>>>>>
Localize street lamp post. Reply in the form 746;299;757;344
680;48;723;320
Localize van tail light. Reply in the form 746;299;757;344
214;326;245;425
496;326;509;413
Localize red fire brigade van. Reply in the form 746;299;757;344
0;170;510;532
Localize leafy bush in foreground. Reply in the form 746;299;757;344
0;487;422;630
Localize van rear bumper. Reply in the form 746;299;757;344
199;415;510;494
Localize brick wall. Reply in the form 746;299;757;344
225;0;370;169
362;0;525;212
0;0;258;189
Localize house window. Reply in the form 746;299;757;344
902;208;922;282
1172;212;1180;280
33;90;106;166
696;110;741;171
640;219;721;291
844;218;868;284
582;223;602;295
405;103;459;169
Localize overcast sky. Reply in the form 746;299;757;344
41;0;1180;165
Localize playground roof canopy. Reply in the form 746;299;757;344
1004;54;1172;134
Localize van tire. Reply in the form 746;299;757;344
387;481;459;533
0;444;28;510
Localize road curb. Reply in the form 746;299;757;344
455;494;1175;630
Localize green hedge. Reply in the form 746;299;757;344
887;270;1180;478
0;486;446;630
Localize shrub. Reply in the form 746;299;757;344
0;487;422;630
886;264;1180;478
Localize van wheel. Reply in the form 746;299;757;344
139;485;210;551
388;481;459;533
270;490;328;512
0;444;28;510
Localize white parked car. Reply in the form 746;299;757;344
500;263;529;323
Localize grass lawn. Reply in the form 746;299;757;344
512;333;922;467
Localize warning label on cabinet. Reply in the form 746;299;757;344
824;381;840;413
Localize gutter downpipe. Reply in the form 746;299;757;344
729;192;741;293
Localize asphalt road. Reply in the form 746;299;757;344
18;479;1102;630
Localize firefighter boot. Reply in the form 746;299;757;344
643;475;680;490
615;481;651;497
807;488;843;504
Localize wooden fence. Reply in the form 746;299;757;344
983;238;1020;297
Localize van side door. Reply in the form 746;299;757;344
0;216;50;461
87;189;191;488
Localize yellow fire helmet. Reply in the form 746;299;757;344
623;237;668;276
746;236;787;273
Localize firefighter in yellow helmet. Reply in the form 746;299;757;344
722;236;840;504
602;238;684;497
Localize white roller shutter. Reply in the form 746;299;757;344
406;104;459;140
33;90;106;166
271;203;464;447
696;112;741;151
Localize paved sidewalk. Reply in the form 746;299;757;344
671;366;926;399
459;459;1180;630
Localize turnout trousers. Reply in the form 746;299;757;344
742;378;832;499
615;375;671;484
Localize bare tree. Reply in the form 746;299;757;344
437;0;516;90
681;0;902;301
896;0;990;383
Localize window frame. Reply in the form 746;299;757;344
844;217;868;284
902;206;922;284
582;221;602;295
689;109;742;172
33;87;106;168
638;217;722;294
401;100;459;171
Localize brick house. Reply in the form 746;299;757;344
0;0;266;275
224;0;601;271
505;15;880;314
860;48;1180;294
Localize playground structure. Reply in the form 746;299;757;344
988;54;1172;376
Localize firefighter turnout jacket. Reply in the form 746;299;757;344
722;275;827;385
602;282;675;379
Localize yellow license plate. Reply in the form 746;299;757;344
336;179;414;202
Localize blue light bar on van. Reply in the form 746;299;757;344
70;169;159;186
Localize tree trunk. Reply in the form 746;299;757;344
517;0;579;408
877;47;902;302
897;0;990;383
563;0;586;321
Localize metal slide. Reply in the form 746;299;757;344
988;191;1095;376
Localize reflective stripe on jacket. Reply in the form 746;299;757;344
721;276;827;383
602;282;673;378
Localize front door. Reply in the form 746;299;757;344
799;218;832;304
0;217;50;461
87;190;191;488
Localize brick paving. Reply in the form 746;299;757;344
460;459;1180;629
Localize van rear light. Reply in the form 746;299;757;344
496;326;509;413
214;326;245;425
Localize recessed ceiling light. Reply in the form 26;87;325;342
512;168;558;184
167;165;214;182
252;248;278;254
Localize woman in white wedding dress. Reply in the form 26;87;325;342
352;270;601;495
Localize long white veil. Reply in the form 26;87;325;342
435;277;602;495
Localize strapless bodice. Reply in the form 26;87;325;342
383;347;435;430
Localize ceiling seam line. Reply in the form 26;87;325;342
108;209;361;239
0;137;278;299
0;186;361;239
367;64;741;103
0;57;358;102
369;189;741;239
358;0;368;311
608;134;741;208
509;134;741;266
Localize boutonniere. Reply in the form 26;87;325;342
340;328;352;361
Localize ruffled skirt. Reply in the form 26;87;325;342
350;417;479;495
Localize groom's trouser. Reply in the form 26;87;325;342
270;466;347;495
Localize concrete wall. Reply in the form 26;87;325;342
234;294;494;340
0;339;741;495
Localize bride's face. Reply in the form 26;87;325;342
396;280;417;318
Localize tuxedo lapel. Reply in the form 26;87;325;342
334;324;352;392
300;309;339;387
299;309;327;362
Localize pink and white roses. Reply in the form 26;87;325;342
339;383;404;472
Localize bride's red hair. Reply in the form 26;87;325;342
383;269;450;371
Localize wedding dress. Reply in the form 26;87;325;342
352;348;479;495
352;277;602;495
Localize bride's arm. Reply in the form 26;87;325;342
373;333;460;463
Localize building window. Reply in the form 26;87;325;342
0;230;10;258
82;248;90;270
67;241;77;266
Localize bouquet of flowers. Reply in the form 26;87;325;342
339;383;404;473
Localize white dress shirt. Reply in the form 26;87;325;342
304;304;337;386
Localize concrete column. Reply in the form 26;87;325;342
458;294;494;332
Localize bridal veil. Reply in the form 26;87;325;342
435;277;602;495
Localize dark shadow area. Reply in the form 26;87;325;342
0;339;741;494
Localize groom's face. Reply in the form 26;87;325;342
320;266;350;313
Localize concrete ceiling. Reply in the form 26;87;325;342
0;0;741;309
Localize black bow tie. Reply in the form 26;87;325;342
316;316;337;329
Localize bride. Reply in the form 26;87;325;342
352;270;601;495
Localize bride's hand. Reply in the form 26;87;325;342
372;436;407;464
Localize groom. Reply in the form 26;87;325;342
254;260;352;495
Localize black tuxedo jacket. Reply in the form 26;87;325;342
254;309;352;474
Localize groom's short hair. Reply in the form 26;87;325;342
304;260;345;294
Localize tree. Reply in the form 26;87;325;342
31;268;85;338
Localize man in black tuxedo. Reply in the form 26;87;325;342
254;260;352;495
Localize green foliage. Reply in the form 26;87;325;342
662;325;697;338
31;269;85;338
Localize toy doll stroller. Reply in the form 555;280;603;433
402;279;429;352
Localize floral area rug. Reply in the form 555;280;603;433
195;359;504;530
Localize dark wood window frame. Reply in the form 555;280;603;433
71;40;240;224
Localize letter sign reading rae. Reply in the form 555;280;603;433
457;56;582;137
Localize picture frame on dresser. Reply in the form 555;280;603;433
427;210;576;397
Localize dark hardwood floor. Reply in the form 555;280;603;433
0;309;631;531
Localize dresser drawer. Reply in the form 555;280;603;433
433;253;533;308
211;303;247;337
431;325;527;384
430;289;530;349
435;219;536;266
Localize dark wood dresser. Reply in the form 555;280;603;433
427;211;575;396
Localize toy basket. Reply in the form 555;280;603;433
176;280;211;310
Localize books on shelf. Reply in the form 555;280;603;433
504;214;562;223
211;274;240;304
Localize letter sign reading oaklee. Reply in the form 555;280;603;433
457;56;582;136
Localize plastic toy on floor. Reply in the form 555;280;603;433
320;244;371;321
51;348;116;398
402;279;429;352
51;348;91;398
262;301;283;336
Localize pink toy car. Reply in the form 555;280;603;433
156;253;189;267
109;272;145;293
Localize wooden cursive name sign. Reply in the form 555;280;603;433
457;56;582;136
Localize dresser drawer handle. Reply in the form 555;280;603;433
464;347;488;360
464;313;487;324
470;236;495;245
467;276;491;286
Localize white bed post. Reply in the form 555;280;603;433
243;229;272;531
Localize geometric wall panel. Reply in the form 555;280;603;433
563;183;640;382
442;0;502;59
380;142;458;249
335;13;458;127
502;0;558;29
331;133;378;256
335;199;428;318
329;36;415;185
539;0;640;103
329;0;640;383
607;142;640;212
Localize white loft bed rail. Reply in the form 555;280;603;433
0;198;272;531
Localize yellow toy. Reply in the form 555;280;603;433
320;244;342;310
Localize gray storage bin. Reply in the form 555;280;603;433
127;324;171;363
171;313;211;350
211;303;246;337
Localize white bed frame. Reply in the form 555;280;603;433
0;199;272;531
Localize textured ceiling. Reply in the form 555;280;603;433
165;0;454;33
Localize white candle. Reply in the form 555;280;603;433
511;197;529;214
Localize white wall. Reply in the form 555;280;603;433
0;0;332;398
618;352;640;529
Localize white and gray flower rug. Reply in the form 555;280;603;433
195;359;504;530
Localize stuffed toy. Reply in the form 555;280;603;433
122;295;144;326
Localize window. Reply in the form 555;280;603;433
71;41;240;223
<<<<<
WHAT YOU WILL DO:
Put the rows above into a JSON list of strings, one string per line and with blank lines skipped, starting at the line that contains "Localize ruffled skirt." and ending at the line that contains "0;339;741;495", both included.

OUTPUT:
[
  "Localize ruffled skirt. Reply in the form 26;87;325;342",
  "350;417;479;495",
  "Localize groom's trouser. Reply in the form 26;87;325;342",
  "270;466;347;495",
  "Localize concrete wall. Reply in the form 26;87;325;342",
  "234;294;494;340",
  "0;339;741;495"
]